— BEGIN —

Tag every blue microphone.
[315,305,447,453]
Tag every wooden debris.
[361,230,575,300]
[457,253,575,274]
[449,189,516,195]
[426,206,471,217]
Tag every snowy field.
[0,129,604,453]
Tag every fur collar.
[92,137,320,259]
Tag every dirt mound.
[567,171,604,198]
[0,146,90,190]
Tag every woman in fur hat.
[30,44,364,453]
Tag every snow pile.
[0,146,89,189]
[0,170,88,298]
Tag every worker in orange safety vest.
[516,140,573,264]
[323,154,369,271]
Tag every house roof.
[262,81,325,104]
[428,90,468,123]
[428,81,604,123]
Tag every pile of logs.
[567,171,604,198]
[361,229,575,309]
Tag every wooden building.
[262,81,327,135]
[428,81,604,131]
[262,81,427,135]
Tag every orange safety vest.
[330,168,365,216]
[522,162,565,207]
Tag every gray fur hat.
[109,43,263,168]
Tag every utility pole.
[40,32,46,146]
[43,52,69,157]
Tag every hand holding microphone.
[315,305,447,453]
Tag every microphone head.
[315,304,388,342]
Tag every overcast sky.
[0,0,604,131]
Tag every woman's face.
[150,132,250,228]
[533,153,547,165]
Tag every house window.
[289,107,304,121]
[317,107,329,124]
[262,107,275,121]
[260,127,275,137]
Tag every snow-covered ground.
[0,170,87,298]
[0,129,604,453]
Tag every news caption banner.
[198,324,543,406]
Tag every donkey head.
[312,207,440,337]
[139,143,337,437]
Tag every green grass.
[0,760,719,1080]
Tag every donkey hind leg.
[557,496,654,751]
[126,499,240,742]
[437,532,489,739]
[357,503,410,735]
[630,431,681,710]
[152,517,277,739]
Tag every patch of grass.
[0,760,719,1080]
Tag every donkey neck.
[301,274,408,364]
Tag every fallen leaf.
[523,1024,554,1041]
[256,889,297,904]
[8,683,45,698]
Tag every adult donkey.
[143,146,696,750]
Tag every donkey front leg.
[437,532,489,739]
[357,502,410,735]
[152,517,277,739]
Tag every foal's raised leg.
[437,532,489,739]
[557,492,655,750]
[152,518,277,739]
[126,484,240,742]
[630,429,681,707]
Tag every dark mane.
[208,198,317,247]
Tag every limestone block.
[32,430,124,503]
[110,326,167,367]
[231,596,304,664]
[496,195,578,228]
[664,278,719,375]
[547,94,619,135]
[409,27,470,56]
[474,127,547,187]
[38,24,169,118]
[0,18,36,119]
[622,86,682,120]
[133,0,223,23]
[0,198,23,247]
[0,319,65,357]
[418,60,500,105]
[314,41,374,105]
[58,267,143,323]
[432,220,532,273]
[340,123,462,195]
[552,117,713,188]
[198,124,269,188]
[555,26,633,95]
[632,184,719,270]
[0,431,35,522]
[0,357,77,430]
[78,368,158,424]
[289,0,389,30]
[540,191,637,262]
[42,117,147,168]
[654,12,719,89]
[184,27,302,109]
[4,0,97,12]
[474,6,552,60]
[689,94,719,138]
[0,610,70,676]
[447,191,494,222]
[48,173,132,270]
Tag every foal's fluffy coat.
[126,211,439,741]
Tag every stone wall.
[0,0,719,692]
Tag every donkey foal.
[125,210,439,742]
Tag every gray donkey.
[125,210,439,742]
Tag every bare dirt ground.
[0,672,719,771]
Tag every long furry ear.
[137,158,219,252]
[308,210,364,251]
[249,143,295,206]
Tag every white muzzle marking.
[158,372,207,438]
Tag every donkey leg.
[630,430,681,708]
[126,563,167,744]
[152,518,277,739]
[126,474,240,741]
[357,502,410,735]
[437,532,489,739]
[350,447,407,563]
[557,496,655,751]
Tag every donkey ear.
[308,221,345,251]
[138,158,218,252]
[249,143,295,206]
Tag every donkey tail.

— END —

• **WORK TO COMPLETE**:
Rewrite every line of the listing above as a numbered list, leaving out any blank lines.

• **RESULT**:
1. Tag every blue microphone.
2. [315,305,447,453]
3. Tag every wooden debris.
4. [361,230,575,300]
5. [457,253,575,274]
6. [449,189,516,195]
7. [426,206,471,217]
8. Tag every snowy field.
9. [0,129,604,453]
10. Tag every fur collar.
11. [92,137,320,259]
12. Tag every dirt mound.
13. [567,171,604,198]
14. [0,146,90,190]
15. Tag every woman in fur hat.
16. [30,44,364,453]
17. Tag every snow pile.
18. [0,146,89,189]
19. [0,170,88,298]
20. Tag every worker in orange safety vest.
21. [516,140,573,264]
22. [323,154,369,271]
23. Tag every house roof.
24. [262,81,325,104]
25. [428,90,468,123]
26. [428,81,604,123]
27. Tag every pile of logs.
28. [567,171,604,198]
29. [361,229,575,309]
30. Tag every wooden building.
31. [262,81,327,135]
32. [428,81,604,131]
33. [262,81,427,135]
34. Tag every orange safety vest.
35. [330,168,365,216]
36. [522,162,565,207]
37. Tag every gray fur hat.
38. [109,43,263,168]
39. Tag every utility pole.
40. [40,32,46,146]
41. [43,52,69,157]
42. Tag every hand holding microphone.
43. [315,305,447,453]
44. Tag every microphone head.
45. [315,304,388,342]
46. Tag every overcast sky.
47. [0,0,604,131]
48. Tag every woman's face.
49. [150,132,250,228]
50. [533,153,547,165]
51. Tag every house window.
52. [289,107,304,121]
53. [317,107,329,124]
54. [262,107,275,121]
55. [260,127,275,137]
56. Tag every snow-covered ground.
57. [0,170,87,298]
58. [0,129,604,453]
59. Tag every news caption banner.
60. [198,324,543,406]
61. Tag every donkey head.
62. [312,207,440,337]
63. [139,143,337,437]
64. Tag every green grass.
65. [0,760,719,1080]
66. Tag every donkey hind leg.
67. [557,496,654,751]
68. [126,499,240,742]
69. [437,532,489,739]
70. [357,503,410,735]
71. [630,431,681,710]
72. [152,517,277,739]
73. Tag every patch of grass.
74. [0,760,719,1080]
75. Tag every donkey neck.
76. [301,274,408,364]
77. Tag every fallen leaf.
78. [523,1024,554,1041]
79. [256,889,297,904]
80. [8,683,45,698]
81. Tag every adult donkey.
82. [143,146,696,750]
83. Tag every donkey front leg.
84. [437,532,489,739]
85. [357,502,410,735]
86. [152,517,277,739]
87. Tag every foal's raised leg.
88. [437,532,489,739]
89. [557,492,655,750]
90. [152,518,277,739]
91. [126,484,240,742]
92. [630,429,681,707]
93. Tag every dark mane.
94. [208,198,317,247]
95. Tag every limestone block.
96. [32,430,124,503]
97. [110,326,167,367]
98. [231,596,304,664]
99. [496,195,578,228]
100. [664,278,719,375]
101. [547,94,619,135]
102. [409,27,470,56]
103. [474,127,547,187]
104. [38,24,169,118]
105. [0,18,36,119]
106. [622,86,682,120]
107. [133,0,223,23]
108. [0,198,23,247]
109. [0,319,65,357]
110. [418,60,500,105]
111. [314,41,374,105]
112. [58,267,143,323]
113. [432,220,532,273]
114. [340,123,462,195]
115. [552,117,713,188]
116. [198,124,269,188]
117. [555,26,633,95]
118. [632,184,719,270]
119. [0,431,35,522]
120. [0,357,77,430]
121. [78,368,158,424]
122. [289,0,389,30]
123. [540,191,637,262]
124. [42,117,147,168]
125. [654,12,719,89]
126. [184,27,302,109]
127. [4,0,97,12]
128. [474,6,552,60]
129. [689,94,719,138]
130. [0,610,70,676]
131. [447,191,494,222]
132. [48,173,132,270]
133. Tag every foal's fluffy coat.
134. [126,211,439,741]
135. Tag every stone wall.
136. [0,0,719,692]
137. Tag every donkey foal.
138. [125,210,439,742]
139. Tag every gray donkey.
140. [125,210,439,742]
141. Tag every bare dirt ground.
142. [0,672,719,771]
143. Tag every long furry ear.
144. [137,158,219,252]
145. [308,210,364,251]
146. [249,143,295,206]
147. Tag every white muzzle marking.
148. [158,372,207,438]
149. Tag every donkey leg.
150. [630,430,681,708]
151. [126,563,167,744]
152. [152,518,277,739]
153. [126,474,240,741]
154. [357,502,410,735]
155. [437,532,489,739]
156. [350,447,407,563]
157. [557,496,655,751]
158. Tag every donkey ear.
159. [308,221,345,251]
160. [138,158,218,252]
161. [249,143,295,206]
162. Tag every donkey tail.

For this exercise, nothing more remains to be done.